* OBJECTIF A
Reproduisez le passage de l'article ci-dessous sur le colloque consacré à l'Afrique des Grands Lacs, de « Par Theo Englebert » à « l’espace quelques jours. ».

----

Par Theo Englebert | 08 Mar 2020
Ce lundi 9 mars, un colloque intitulé « L’Afrique des Grands Lacs, 60 ans de tragique
instabilité » se tient au Sénat. Plusieurs des intervenants suscitent une vive controverse
en raison des accusations de négationnisme et de révisionnisme dont ils font l’objet et
l’organisation s’est considérablement effritée en l’espace quelques jours.
Le naufrage, qui semblait déjà total, a pris ce week-end une dimension internationale avec
l’intervention outrée des parlementaires rwandais qui mentionnent notamment la présence
d’un « gouvernement du Rwanda en exil ».
Vendredi 6 mars, le Dr Augustin Iramuremye, président du Sénat rwandais, expédiait une
missive incendiaire à son homologue français, Gérard Larcher. Dans ce courrier, rédigé
« au nom du Sénat du Rwanda », il formule un « profond souci quant à cette liberté
d’expression reconnue aux négationnistes du Génocide des Tutsis, tout en regrettant les
actes de distorsion de l’histoire, ainsi que les manœuvres de propagation de l’idéologie de
haine anti Tutsi ».

----

* OBJECTIF B
Remplacez « photograph » par « image » dans toutes les lignes de données ci-dessous, sans rien changer d'autre, et recopiez-les, s'il vous plaît. Laissez les images de côté dans votre réponse.

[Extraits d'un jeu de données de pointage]
----

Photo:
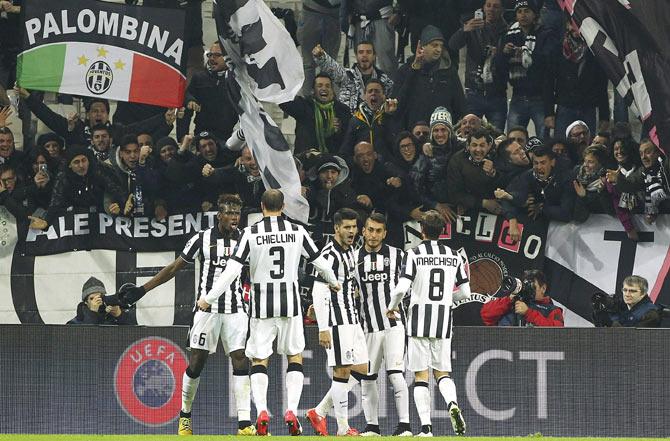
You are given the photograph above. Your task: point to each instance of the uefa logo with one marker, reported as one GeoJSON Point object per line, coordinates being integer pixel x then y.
{"type": "Point", "coordinates": [99, 77]}
{"type": "Point", "coordinates": [148, 380]}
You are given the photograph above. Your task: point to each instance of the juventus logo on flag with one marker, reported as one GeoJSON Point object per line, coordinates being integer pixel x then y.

----

* SOLUTION DÉTAILLÉE A
Par Theo Englebert | 08 Mar 2020
Ce lundi 9 mars, un colloque intitulé « L’Afrique des Grands Lacs, 60 ans de tragique
instabilité » se tient au Sénat. Plusieurs des intervenants suscitent une vive controverse
en raison des accusations de négationnisme et de révisionnisme dont ils font l’objet et
l’organisation s’est considérablement effritée en l’espace quelques jours.

* SOLUTION DÉTAILLÉE B
Photo:
You are given the image above. Your task: point to each instance of the uefa logo with one marker, reported as one GeoJSON Point object per line, coordinates being integer pixel x then y.
{"type": "Point", "coordinates": [99, 77]}
{"type": "Point", "coordinates": [148, 380]}
You are given the image above. Your task: point to each instance of the juventus logo on flag with one marker, reported as one GeoJSON Point object per line, coordinates being integer pixel x then y.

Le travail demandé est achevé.